Company voluntary arrangement (CVA)

A CVA is a legally binding agreement between your company and its creditors to pay an agreed amount off the debts over a short period of time. Payments can either be paid as a lump sum or in instalments (usually over three years).

A CVA has to be set up by an insolvency practitioner (IP). They are referred to as the ‘nominee’. An IP is usually an accountant or solicitor who is authorised to set up formal insolvency procedures. There will be high fees involved in setting up a CVA. Shop around to find a reputable IP to act as your nominee. Check the terms and conditions of their services, including their fees, before agreeing to anything. To find a directory of insolvency practitioners, see www.gov.uk.

  • With the help of the nominee, the directors put together a proposal to the company’s creditors.
  • The nominee sends the CVA proposal to the company’s creditors, who are asked to vote on whether they agree to the proposal, or not. The creditors are given at least 14 days to consider the proposal.
  • Each creditor is given a vote based on how much money they are owed. The company’s largest creditors have the largest part of the vote. For example, a creditor who is owed 10% of the company’s total debt holds 10% of the vote. In order for the CVA proposal to be accepted, at least 75% of the votes must agree to its terms. Therefore, if your company has a creditor that holds 75% or more of the company’s debt, they have the deciding vote.
  • If the CVA is agreed, the nominee sends a further report to the Registrar of Companies at Companies House.
  • When a CVA is agreed, the terms and conditions of the CVA are binding on ‘unsecured creditors’ even if they voted against the CVA.
  • However, a CVA is not binding on certain other types of creditor. For more information, see the section Creditors not bound by the terms of a CVA.

Creditors not bound by the terms of a CVA

A CVA cannot affect the rights of some creditors without their consent. Your IP can ask creditors for their agreement.

Secured creditors and landlords could still take possession action for any outstanding arrears.

Debts to preferential creditors have to be paid in full if they do not approve of receiving less than they are owed. Preferential creditors include:

  • employees with unpaid wages, pension scheme contributions and holiday pay; and
  • HMRC for PAYE income tax, VAT, employee National Insurance Contributions, student loan deductions and Construction Industry Scheme deductions debts.

If the CVA is rejected

If the company’s creditors vote against the CVA then things will go back to the same position as they were before the application was made. You will need to negotiate payment arrangements with the creditors separately. Your company may also lose money for the costs and fees of the CVA application.

No net monthly profit available

If there is no money available you may need to consider reducing your director’s salary. Director’s salaries should be taken based upon what the company can afford to pay and not on what is needed for the director to meet their own costs. If you are unable to meet your personal costs from the salary you are drawing, contact us for advice.

Problems to work on:
**a.** In the CVA guidance, what share of the votes must agree for a CVA proposal to be accepted?
**b.** Rewrite the part of the CVA guidance that opens with the words containing "A CVA has to" and closes with "consider the proposal.", putting "plan" in place of "proposal".
**c.** Summarize the CVA guidance in two sentences.
The listing is unrelated to the CVA guidance above.

Object pointing dataset listing:
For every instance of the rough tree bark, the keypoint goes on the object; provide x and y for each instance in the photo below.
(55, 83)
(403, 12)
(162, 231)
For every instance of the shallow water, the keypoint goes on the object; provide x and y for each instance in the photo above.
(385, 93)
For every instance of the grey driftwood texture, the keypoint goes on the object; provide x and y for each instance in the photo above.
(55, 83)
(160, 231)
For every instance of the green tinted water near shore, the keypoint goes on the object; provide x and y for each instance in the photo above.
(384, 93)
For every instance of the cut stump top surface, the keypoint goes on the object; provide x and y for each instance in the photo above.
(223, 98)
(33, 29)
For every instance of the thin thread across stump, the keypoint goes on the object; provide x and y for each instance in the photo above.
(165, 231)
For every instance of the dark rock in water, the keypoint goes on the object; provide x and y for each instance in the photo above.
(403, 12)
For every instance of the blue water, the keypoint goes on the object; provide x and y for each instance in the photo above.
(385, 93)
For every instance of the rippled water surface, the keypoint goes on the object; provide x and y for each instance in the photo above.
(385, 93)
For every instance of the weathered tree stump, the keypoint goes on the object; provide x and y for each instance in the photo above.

Expected results:
**a.** At least 75% of the votes.

**b.**
A CVA has to be set up by an insolvency practitioner (IP). They are referred to as the ‘nominee’. An IP is usually an accountant or solicitor who is authorised to set up formal insolvency procedures. There will be high fees involved in setting up a CVA. Shop around to find a reputable IP to act as your nominee. Check the terms and conditions of their services, including their fees, before agreeing to anything. To find a directory of insolvency practitioners, see www.gov.uk.

  • With the help of the nominee, the directors put together a plan to the company’s creditors.
  • The nominee sends the CVA plan to the company’s creditors, who are asked to vote on whether they agree to the plan, or not. The creditors are given at least 14 days to consider the plan.

**c.** A CVA is a legally binding agreement between a company and its creditors to pay an agreed amount off its debts over a short period, and it must be set up by an insolvency practitioner acting as the nominee. Creditors vote in proportion to what they are owed, with at least 75% needed for approval, and an agreed CVA binds unsecured creditors but cannot affect the rights of some creditors, such as secured and preferential creditors, without their consent.